**TASK TO COMPLETE**. In the records below, find the line that contains "Given the image above, the model predicts where the green leaf", then transcribe it and every later line exactly, stopping at the final line.

################

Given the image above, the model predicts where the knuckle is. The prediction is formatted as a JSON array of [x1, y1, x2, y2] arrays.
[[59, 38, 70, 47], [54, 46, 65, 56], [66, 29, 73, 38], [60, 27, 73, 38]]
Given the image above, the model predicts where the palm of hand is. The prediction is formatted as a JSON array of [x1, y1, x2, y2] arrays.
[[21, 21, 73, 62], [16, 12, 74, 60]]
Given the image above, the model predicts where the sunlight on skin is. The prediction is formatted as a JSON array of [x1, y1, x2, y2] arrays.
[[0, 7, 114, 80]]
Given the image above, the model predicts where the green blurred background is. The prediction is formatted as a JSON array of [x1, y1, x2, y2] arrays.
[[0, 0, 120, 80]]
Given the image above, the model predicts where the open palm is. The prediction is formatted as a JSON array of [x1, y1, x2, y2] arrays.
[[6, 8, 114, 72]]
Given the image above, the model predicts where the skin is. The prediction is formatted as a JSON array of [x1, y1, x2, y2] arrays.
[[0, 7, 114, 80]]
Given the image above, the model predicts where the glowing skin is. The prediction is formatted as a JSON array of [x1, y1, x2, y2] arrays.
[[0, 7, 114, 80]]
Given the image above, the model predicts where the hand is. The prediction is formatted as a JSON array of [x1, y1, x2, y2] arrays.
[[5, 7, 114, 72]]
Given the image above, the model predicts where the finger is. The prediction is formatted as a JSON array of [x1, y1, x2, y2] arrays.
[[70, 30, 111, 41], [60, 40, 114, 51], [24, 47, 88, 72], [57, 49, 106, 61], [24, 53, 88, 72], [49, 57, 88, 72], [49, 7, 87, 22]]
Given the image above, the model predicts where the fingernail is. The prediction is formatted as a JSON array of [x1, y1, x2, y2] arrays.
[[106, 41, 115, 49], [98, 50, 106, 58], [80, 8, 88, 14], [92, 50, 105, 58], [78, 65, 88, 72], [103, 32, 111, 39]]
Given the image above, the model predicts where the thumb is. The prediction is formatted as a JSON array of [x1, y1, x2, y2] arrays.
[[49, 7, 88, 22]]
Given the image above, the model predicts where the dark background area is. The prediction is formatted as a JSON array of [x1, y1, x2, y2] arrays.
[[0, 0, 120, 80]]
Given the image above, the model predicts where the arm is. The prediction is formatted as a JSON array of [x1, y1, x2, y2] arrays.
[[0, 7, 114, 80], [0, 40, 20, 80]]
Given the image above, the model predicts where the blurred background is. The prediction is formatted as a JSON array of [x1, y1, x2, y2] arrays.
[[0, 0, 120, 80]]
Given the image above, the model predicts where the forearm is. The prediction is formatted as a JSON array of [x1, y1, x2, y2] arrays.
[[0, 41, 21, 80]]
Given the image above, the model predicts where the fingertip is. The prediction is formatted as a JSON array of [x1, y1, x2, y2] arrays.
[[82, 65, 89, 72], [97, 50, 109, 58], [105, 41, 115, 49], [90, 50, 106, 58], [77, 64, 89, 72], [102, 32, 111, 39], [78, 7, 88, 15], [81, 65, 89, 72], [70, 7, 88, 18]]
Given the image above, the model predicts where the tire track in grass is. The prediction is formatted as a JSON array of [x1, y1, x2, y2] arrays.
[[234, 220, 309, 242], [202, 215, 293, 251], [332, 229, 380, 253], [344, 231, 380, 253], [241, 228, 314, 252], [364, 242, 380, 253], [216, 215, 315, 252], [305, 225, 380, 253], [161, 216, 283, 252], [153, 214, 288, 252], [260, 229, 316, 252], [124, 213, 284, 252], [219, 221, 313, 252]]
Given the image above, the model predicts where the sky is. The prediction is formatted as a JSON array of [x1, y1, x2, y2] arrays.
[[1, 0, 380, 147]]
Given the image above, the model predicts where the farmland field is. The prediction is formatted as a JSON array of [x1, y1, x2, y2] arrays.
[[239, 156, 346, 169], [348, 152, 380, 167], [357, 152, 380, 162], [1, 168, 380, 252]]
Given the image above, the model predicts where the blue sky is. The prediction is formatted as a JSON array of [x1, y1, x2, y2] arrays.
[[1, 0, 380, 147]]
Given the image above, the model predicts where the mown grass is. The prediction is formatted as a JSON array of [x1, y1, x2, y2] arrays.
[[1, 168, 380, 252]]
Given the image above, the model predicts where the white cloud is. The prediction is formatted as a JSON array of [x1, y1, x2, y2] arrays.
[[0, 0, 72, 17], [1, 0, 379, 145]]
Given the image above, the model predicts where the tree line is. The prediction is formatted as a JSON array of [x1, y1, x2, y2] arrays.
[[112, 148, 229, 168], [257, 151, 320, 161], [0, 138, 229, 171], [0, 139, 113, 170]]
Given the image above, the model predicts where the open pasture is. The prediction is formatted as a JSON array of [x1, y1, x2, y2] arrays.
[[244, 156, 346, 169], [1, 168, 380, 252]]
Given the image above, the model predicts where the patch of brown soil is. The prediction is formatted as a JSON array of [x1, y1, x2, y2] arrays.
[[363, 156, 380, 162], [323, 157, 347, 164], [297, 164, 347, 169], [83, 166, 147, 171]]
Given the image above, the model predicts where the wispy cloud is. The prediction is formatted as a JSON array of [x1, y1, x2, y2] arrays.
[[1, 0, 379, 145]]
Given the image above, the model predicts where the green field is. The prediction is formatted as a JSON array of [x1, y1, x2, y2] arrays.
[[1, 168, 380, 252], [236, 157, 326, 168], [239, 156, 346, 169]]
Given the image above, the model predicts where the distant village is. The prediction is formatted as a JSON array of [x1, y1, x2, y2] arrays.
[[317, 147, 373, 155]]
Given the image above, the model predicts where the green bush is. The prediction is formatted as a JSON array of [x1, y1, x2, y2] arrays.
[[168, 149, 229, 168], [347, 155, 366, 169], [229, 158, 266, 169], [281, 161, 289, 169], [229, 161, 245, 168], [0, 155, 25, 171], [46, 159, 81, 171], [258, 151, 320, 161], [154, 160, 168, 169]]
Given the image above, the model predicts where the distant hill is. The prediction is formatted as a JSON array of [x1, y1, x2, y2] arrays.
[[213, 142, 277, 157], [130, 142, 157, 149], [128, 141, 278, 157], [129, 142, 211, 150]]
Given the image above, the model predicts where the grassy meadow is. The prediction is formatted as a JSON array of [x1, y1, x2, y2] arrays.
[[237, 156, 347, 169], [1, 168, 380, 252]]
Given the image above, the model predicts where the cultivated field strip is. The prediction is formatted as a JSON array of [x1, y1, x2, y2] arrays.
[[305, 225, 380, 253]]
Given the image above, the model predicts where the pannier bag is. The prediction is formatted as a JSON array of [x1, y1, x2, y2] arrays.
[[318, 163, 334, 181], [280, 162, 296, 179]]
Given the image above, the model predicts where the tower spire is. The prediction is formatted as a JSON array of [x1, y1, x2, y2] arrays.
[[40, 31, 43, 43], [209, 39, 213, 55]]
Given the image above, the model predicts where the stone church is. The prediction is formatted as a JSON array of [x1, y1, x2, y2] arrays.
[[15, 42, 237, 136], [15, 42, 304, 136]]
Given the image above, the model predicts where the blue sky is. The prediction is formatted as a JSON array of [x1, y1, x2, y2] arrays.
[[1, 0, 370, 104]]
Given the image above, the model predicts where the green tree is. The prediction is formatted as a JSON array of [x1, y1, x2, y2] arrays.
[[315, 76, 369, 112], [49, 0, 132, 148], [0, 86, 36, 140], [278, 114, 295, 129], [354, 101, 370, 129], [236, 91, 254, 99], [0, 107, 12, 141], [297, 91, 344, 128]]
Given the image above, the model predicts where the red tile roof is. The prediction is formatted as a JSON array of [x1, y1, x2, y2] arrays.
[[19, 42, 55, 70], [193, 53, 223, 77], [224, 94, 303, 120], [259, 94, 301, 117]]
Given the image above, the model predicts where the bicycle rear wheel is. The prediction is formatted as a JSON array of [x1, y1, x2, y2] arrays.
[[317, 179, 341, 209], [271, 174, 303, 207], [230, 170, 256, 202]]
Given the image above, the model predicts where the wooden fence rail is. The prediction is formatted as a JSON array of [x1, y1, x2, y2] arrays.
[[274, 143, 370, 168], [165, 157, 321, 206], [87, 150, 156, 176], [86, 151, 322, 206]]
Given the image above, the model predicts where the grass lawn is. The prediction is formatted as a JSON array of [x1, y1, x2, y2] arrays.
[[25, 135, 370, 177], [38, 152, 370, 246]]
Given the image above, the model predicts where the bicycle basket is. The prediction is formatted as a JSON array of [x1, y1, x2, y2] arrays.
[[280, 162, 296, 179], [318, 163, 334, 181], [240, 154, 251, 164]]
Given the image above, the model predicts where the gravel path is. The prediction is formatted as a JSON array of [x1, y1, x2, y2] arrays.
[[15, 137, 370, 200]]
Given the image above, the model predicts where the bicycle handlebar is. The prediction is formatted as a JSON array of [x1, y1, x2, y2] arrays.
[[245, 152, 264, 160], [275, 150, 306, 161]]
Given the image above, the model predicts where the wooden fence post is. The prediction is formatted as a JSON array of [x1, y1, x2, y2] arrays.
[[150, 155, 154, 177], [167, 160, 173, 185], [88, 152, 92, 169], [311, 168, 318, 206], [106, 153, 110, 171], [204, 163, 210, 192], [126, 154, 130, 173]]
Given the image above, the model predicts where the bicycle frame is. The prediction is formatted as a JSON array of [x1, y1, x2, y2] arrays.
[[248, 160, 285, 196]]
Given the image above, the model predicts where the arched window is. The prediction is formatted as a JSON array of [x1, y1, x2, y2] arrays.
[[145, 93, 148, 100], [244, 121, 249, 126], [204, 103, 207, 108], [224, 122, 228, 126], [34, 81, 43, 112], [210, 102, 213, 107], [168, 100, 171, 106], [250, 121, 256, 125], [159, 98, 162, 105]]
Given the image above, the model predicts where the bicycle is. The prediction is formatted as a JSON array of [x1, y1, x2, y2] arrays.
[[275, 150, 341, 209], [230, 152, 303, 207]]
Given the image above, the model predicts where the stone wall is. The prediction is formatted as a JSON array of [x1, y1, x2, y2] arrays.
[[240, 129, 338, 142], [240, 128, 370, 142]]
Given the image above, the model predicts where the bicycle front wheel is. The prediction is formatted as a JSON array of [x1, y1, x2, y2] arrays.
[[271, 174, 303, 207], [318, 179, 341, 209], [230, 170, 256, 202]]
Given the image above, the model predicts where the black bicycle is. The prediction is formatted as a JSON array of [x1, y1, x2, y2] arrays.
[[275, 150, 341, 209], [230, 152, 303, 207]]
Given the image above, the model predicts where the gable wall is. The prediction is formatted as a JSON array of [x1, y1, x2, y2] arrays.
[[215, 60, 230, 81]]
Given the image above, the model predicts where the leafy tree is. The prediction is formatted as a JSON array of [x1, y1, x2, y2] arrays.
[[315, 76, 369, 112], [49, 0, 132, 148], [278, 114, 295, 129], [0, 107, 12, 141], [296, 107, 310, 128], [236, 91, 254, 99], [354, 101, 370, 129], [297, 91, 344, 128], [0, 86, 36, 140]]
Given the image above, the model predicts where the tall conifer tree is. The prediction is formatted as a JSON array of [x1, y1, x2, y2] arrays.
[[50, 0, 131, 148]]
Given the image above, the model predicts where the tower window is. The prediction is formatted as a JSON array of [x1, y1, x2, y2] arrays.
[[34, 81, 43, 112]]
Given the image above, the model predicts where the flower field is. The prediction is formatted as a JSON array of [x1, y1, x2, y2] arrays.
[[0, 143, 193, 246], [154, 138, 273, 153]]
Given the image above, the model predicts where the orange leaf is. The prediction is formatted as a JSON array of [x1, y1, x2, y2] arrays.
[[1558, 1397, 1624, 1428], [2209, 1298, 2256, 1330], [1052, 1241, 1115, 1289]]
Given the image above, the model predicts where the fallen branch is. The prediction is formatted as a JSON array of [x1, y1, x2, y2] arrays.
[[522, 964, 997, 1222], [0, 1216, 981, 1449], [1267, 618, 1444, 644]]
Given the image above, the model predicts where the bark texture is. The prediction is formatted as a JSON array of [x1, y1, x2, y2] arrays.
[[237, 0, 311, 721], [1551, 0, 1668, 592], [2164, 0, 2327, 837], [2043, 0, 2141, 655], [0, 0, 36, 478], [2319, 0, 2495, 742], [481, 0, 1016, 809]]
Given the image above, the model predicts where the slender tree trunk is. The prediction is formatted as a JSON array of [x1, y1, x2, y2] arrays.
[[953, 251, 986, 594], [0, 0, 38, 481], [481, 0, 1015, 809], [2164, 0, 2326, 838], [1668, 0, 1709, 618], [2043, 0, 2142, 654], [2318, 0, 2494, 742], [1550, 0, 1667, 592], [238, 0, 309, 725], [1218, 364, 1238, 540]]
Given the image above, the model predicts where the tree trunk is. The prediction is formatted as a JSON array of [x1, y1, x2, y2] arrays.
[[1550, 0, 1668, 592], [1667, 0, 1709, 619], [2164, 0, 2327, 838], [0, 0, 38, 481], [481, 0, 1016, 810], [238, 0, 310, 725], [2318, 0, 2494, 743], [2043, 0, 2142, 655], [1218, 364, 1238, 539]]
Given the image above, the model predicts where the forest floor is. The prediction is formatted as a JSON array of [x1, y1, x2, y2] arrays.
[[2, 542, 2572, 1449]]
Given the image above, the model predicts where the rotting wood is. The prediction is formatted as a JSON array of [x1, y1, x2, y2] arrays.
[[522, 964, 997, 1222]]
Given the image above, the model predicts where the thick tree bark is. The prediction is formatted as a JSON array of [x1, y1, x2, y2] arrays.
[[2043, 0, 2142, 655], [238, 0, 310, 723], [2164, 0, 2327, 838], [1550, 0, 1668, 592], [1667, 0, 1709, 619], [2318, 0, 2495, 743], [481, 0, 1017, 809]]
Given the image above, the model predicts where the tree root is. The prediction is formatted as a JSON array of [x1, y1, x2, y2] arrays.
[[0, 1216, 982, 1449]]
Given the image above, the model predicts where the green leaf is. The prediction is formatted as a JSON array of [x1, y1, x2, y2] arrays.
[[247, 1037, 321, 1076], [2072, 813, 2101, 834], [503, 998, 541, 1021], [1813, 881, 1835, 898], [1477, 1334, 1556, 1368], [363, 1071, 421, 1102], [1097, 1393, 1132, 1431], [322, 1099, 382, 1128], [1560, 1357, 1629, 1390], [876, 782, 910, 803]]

################

**RESPONSE FOR THIS EXERCISE**.
Given the image above, the model predicts where the green leaf is. The prediction is formatted as a JSON array of [x1, y1, x2, y2] arrays.
[[247, 1037, 321, 1076], [2072, 813, 2101, 834], [503, 998, 541, 1021], [1813, 881, 1835, 898], [1477, 1334, 1556, 1368], [363, 1071, 421, 1102], [1097, 1393, 1132, 1431], [322, 1099, 382, 1128], [1560, 1357, 1629, 1390], [876, 782, 910, 803]]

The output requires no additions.